## Requirement
Counting every line in the entries below where the word "cloud" occurs, report how many there are. Give only that number.
*** Opening of Data for this task ***
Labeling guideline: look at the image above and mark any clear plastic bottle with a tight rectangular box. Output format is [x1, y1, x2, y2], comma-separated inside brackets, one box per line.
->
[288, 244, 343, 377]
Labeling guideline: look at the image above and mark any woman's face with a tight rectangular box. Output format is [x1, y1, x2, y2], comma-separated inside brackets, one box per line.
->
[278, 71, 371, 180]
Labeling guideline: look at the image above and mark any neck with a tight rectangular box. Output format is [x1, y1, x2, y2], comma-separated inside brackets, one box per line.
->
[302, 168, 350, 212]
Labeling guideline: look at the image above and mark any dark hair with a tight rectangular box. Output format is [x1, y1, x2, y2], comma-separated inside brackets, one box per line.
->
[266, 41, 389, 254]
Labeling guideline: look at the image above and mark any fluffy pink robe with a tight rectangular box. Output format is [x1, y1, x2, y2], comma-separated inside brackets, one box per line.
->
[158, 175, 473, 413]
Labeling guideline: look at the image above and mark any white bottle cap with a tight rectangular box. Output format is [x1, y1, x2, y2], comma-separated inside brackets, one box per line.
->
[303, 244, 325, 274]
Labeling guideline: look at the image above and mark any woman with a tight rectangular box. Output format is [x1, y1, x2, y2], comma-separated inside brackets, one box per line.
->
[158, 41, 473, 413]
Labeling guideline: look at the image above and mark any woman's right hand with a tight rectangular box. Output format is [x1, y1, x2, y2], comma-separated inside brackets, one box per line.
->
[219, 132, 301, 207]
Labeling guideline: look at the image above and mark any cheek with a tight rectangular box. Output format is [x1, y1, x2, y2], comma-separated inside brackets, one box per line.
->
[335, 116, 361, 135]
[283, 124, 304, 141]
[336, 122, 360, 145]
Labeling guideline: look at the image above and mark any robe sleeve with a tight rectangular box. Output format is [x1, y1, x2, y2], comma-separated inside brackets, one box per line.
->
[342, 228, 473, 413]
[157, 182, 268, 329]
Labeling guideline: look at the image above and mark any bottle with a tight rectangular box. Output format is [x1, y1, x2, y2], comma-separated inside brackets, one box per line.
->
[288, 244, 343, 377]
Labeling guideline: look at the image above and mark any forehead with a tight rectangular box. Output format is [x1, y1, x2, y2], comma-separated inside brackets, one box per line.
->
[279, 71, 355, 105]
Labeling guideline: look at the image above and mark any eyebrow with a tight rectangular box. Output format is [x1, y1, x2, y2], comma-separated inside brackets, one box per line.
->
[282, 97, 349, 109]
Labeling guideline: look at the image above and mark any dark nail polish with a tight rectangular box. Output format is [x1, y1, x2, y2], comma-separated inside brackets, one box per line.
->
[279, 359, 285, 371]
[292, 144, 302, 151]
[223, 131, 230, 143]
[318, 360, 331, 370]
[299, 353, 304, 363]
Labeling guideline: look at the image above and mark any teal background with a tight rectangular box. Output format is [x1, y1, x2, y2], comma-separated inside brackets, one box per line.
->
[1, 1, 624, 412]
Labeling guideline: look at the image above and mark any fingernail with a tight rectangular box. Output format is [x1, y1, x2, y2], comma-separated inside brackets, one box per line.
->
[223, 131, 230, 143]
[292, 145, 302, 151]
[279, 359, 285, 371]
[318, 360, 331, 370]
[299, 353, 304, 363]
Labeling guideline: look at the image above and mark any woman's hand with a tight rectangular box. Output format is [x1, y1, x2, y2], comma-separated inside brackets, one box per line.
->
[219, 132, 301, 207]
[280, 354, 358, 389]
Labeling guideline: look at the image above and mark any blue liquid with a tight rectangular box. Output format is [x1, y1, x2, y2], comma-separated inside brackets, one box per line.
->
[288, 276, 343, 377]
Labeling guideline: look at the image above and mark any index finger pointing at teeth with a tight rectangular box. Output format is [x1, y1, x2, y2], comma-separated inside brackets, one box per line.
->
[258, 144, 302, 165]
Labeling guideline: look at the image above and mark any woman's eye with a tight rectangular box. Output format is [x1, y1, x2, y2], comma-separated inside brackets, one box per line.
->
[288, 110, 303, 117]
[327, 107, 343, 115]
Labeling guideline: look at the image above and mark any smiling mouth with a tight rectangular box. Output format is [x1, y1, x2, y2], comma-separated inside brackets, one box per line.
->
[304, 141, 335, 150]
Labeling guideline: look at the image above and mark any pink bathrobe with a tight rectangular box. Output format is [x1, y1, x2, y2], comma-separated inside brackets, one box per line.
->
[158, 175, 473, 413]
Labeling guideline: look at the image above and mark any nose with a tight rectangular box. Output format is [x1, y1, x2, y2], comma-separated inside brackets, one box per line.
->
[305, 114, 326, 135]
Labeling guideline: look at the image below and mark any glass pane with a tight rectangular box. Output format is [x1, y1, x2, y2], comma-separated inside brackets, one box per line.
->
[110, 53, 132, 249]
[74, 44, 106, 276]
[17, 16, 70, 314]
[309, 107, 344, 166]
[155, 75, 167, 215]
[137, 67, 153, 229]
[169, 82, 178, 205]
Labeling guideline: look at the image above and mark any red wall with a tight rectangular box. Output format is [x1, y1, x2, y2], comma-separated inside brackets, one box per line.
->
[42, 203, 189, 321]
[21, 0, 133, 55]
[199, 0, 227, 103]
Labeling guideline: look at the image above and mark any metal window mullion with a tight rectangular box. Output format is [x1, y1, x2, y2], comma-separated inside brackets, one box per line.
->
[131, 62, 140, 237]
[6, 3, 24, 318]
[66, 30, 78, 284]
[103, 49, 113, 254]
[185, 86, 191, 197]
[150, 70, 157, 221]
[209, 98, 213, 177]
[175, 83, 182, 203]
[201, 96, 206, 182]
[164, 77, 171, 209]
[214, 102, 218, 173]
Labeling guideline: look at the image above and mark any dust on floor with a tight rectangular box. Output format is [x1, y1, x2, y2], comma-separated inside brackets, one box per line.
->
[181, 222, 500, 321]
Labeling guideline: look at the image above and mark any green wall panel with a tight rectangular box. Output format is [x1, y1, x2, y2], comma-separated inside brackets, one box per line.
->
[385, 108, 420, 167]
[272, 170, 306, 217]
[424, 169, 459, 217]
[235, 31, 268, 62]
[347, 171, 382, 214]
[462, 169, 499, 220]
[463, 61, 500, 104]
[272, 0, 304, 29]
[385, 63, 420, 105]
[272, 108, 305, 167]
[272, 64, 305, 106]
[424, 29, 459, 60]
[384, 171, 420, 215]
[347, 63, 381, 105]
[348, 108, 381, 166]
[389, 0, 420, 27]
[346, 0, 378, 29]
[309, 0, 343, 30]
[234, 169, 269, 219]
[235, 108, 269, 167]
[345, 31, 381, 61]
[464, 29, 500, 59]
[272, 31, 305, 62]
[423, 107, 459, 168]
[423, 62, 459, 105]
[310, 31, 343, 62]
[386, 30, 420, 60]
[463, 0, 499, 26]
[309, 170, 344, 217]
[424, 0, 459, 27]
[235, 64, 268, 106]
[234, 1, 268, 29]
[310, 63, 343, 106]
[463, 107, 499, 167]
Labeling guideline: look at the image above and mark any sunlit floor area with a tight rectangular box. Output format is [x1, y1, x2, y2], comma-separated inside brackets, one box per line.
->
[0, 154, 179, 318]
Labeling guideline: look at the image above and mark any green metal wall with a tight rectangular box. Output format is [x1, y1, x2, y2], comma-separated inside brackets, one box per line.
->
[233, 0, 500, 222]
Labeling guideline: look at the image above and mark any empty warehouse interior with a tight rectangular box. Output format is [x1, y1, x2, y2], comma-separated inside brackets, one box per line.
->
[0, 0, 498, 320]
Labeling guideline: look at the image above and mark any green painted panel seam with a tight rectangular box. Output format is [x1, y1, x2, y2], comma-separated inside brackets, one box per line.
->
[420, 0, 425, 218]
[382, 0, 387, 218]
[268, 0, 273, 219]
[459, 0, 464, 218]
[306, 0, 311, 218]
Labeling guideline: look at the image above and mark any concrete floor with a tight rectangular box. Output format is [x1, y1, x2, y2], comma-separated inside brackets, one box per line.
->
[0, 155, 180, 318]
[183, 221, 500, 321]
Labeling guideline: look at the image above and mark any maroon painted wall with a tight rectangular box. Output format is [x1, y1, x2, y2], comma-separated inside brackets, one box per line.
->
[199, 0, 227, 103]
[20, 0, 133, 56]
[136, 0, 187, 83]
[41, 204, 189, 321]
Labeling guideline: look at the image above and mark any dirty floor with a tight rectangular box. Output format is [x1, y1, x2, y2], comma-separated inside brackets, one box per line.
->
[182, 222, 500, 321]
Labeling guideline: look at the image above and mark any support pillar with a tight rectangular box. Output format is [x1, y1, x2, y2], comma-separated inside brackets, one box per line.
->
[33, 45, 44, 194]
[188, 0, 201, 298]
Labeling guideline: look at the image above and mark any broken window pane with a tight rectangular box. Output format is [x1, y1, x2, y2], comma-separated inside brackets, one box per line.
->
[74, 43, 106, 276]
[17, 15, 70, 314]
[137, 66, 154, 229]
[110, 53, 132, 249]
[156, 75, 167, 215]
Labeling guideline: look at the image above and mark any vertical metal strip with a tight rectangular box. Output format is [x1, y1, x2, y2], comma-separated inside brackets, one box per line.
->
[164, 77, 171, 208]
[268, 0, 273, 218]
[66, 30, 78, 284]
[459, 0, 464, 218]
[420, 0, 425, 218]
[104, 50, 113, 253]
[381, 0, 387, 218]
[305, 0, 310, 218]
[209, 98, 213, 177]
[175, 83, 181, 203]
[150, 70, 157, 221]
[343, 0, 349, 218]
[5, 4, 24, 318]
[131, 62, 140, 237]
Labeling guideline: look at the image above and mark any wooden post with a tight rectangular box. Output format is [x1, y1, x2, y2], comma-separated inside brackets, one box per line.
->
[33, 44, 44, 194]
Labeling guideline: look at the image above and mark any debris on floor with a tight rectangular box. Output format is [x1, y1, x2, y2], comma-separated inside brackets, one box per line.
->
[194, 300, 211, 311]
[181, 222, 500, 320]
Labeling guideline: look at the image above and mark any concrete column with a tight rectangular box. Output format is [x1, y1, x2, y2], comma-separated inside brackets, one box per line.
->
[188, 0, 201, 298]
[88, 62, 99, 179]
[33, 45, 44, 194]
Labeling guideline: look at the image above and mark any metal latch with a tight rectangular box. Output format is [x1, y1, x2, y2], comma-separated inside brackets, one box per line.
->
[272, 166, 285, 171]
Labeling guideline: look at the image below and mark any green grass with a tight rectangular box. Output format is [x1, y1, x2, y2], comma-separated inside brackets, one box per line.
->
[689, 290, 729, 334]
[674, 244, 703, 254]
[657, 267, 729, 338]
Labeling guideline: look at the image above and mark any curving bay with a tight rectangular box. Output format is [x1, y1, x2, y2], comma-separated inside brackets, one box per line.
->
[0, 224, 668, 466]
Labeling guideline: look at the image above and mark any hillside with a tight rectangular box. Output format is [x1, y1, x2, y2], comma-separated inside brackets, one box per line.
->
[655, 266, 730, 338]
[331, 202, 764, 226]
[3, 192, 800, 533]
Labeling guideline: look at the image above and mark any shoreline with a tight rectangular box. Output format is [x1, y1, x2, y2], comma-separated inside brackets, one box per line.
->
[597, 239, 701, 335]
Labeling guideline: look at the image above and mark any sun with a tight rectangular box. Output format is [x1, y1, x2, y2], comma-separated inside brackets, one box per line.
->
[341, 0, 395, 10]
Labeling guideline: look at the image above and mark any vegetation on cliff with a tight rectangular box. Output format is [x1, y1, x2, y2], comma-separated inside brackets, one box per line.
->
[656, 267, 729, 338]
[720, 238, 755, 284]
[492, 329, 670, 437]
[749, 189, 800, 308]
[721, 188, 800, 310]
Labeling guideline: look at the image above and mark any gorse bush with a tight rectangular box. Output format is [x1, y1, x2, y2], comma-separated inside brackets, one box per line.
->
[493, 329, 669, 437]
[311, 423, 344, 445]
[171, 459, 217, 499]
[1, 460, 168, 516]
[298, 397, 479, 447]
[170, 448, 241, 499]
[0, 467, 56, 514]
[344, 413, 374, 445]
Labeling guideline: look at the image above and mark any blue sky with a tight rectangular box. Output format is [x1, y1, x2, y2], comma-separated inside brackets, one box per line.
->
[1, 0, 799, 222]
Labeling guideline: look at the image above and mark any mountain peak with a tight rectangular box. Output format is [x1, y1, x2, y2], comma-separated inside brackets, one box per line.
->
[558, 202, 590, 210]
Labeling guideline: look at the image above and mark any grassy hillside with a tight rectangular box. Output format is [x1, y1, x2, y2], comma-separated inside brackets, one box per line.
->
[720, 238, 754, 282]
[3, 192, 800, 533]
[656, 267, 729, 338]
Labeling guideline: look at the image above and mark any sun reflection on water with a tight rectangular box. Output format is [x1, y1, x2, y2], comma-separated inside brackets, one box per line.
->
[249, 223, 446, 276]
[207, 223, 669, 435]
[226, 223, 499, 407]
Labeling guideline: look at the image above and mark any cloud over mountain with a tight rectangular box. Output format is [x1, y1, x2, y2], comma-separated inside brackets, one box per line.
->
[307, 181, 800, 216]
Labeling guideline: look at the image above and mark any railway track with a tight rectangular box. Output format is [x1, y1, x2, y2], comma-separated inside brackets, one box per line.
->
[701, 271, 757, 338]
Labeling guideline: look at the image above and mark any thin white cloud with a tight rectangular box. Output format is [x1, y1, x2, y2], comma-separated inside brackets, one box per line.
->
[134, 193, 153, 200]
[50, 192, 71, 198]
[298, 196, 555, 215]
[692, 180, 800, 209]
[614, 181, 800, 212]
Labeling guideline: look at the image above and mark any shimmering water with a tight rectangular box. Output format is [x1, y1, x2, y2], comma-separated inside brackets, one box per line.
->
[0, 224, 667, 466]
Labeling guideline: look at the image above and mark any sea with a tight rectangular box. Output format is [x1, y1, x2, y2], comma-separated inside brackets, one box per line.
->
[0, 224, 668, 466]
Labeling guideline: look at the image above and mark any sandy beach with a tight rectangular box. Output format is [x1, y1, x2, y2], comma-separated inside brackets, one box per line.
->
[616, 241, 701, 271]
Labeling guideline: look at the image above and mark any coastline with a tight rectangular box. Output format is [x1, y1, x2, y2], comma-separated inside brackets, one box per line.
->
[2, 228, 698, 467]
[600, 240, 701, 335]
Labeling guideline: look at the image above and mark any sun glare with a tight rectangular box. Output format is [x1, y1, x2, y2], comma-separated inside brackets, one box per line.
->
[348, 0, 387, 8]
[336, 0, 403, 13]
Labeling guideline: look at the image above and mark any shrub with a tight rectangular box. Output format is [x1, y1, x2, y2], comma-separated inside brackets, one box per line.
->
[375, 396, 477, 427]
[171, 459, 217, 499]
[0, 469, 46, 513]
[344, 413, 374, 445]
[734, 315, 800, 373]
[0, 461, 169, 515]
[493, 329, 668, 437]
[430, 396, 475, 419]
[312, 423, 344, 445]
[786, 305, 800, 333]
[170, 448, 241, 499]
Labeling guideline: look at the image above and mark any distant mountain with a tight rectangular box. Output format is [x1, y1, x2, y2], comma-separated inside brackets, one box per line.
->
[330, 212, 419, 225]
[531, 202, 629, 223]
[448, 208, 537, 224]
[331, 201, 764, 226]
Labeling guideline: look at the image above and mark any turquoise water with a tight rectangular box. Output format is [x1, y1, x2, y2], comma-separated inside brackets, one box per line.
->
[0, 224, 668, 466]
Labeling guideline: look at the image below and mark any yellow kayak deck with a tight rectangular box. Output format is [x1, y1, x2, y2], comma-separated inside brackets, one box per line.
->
*** Close of Data for this task ***
## Solution for this problem
2